Answer these questions from the climate statement below:
(a) Which producers does the statement name as especially affected by shifting weather patterns?
(b) What event does it say rammed home the reality of climate warming?
(c) Before the outbreak of which crisis were the rallies demanding government action held?

DOCUMENT PASSAGE:
━━━━━━

A Spirit of Eureka statement

During the last decade, the climate crisis has impacted severely on the Australian people and the biodiversity of the natural environment.

The climate crisis has been marked by a long drought across much of the country, with major river systems reduced to trickles, some choked by algae and dead fish. Yet other regions have suffered damaging floods and storms. Weather patterns have shifted, affecting both large and small scale agricultural production, especially wine and honey producers.

Dying CoralStorms and rising sea levels have threatened many coastal communities, while the bleaching of coral reefs continues. Melting polar ice and shifting sea temperatures and currents have also affected fish populations and traditional fishing grounds across the world.

Last summer’s horrendous bushfires that overwhelmed communities and fire and emergency services across Australia have rammed home the reality of climate warming and the urgency of taking measures to reverse it.

Prior to the outbreak of the coronavirus crisis, cities and towns across Australia saw huge rallies of people demanding government action on climate change; demanding the closure of coal-fired power stations and coal exports, the cessation of fracking on agricultural land, the ending of the gas export industry, the ending of off-shore oil exploration in sensitive coastal regions. There was much support for phasing out fossil fuels altogether and ‘transitioning’ workers into new secure jobs in clean, sustainable, alternative energy sources. Many people, but especially the young, see this as a critical pathway to protect and restore Australia’s damaged environment, as well as an important contribution that Australia could make to global efforts to prevent further climate warming.

━━━━━━

SOURCE DATA:
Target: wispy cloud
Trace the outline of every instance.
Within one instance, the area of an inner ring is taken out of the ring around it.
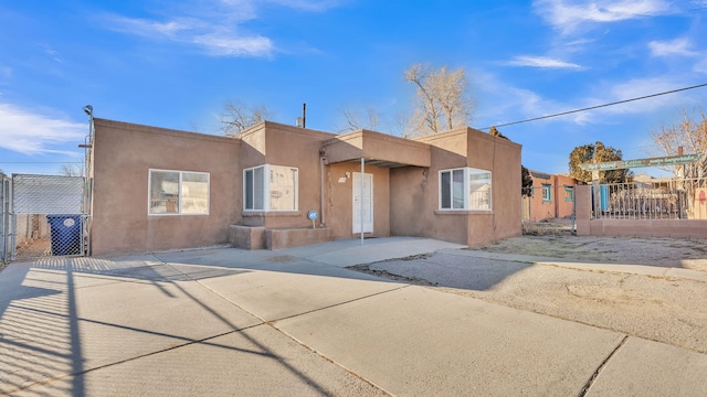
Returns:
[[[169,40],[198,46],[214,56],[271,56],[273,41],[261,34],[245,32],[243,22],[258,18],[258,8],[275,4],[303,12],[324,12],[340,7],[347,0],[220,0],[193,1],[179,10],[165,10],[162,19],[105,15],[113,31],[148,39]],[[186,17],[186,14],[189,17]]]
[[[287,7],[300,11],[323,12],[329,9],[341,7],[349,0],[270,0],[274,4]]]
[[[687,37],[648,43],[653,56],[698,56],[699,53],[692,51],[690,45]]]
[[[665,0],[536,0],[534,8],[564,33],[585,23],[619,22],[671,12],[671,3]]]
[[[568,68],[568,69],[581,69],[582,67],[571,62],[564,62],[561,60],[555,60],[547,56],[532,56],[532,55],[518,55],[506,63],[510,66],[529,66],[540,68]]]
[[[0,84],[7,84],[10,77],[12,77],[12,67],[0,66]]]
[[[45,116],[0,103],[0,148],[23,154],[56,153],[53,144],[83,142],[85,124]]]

━━━━━━

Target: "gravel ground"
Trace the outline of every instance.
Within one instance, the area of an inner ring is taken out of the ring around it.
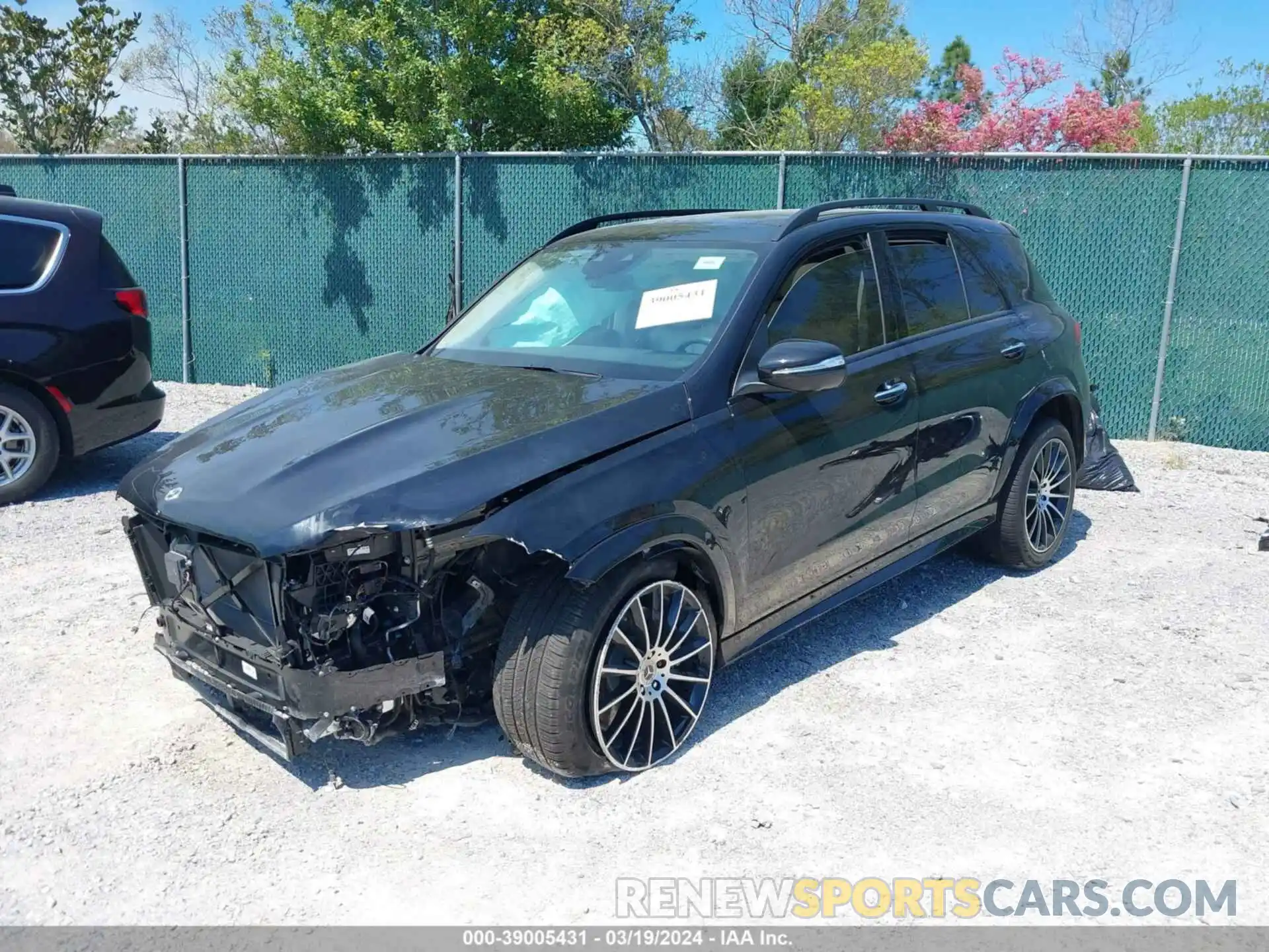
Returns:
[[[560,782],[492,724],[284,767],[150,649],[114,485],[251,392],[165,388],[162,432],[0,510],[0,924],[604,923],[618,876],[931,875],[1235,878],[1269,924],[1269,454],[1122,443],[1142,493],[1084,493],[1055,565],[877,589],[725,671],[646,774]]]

━━━━━━

EXERCISE RESPONSE:
(a) Wine and honey producers.
(b) Last summer's bushfires across Australia.
(c) The coronavirus crisis.